## Request
Reproduce the lines below word for word, starting at the line that contains "TARGET: caged pendant light" and ending at the line that contains "[(230, 219), (220, 218)]", with both of those lines included.

* BEGIN Records provided *

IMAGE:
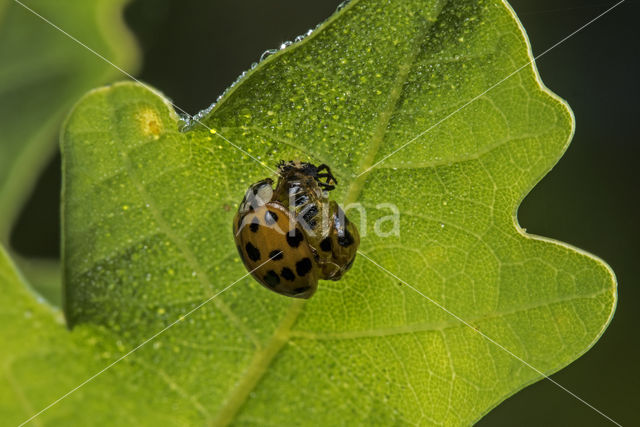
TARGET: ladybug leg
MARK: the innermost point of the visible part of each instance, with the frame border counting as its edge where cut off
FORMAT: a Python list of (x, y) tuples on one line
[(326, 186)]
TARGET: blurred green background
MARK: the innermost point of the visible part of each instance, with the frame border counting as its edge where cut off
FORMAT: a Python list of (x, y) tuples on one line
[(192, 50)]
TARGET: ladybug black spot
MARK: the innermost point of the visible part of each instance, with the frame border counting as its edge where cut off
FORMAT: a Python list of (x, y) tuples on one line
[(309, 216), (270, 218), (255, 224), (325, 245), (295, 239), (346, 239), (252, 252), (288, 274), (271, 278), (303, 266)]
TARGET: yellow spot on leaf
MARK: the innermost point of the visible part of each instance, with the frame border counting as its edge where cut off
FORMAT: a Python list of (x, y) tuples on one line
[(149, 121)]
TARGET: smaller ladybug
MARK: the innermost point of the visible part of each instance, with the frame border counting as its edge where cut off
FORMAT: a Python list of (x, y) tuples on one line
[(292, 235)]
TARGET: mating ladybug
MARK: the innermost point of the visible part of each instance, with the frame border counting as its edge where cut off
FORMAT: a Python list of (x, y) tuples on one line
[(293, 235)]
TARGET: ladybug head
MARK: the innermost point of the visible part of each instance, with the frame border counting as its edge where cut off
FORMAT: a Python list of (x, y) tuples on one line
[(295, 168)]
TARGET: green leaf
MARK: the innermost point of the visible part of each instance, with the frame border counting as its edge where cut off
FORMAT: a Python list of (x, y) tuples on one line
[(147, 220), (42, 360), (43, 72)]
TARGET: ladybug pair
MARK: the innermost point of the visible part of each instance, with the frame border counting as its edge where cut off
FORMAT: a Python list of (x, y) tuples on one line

* END Records provided *
* BEGIN Records provided *

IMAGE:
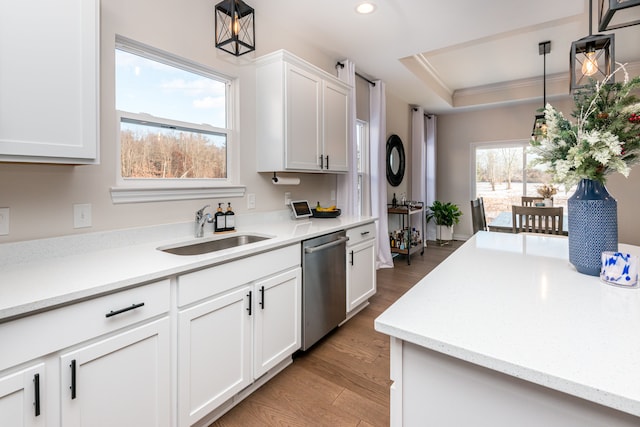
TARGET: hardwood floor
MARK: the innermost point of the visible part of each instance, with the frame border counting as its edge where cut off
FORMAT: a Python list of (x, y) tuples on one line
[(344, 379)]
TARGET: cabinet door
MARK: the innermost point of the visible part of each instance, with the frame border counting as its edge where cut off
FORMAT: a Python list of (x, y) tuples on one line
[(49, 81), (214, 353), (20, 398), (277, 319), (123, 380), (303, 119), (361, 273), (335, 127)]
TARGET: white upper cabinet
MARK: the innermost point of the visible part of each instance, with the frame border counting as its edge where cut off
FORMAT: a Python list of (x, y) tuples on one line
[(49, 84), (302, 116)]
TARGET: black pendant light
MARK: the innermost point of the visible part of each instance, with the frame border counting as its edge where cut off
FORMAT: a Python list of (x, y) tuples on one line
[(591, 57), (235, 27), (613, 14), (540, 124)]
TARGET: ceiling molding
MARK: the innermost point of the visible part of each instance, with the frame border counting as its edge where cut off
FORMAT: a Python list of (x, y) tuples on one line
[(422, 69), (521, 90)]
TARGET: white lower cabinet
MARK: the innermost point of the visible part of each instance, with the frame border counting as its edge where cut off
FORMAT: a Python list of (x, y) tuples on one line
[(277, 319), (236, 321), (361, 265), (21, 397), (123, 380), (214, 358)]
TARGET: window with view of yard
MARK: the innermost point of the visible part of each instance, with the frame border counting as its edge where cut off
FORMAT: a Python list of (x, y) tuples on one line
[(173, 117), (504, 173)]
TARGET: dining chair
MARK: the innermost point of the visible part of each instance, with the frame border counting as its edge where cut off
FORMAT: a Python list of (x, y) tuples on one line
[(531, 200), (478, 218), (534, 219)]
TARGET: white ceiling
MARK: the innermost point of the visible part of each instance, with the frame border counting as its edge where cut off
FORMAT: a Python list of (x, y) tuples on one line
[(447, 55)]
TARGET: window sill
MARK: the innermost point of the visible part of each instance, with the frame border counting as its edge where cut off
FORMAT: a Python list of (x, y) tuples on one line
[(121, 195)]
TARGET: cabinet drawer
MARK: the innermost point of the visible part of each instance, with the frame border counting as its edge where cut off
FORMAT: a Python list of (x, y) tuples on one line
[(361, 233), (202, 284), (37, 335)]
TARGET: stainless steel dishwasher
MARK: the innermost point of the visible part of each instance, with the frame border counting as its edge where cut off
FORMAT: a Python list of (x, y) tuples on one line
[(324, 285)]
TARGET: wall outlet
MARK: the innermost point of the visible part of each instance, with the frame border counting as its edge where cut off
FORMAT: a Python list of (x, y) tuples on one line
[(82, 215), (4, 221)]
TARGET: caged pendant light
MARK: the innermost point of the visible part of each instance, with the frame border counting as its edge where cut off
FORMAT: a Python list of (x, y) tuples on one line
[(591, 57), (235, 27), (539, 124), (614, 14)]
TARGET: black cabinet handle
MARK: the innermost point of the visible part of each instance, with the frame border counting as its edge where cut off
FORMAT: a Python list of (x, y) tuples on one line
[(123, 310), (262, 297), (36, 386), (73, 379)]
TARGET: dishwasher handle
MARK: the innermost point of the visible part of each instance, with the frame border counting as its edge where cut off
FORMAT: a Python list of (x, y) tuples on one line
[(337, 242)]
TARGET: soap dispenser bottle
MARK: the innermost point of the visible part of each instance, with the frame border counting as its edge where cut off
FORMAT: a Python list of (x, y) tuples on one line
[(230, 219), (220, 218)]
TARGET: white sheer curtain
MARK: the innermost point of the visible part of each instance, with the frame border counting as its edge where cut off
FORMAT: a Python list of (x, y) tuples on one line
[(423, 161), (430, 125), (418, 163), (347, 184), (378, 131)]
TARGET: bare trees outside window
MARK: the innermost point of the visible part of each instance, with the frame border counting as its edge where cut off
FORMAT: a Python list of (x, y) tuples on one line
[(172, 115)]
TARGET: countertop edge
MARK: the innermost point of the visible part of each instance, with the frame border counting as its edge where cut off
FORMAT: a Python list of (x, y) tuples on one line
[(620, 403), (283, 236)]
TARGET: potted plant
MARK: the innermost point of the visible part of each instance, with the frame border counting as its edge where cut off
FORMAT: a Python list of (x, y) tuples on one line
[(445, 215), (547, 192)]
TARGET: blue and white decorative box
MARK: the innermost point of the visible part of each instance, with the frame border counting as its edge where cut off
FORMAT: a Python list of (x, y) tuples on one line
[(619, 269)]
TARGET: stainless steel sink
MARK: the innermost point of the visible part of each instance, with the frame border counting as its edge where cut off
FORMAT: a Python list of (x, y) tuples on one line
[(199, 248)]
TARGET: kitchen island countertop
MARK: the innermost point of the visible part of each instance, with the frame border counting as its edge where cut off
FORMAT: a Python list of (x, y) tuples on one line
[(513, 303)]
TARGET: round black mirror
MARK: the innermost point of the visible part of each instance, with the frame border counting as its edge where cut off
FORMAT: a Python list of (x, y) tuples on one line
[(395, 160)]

* END Records provided *

## Result
TARGET: caged pendant light
MARK: the innermost point of the visible part of each instance, with the frame border counting as its edge where cut off
FORMAT: a Python list of (x, y) tuples on one line
[(591, 57), (235, 27), (539, 124), (614, 14)]
TARGET: black cabinet handle
MARK: the innermost point of the visible part of each instance, with the frame border counting as its edge where cut off
FORMAT: a Python list of (x, y) tuples on one line
[(123, 310), (262, 297), (36, 386), (73, 379)]
TARGET: dishwasher handle
MARK: the innermost point of the visible part of each instance, with the frame border counting as its edge where cut off
FORMAT: a Python list of (x, y) tuples on one line
[(337, 242)]
TARGET: soap dispenser bottle
MARK: the innermost point of the visible part of each instance, with the frame border counting as its edge where cut off
FORMAT: a Python list of (x, y) tuples on one line
[(230, 219), (220, 218)]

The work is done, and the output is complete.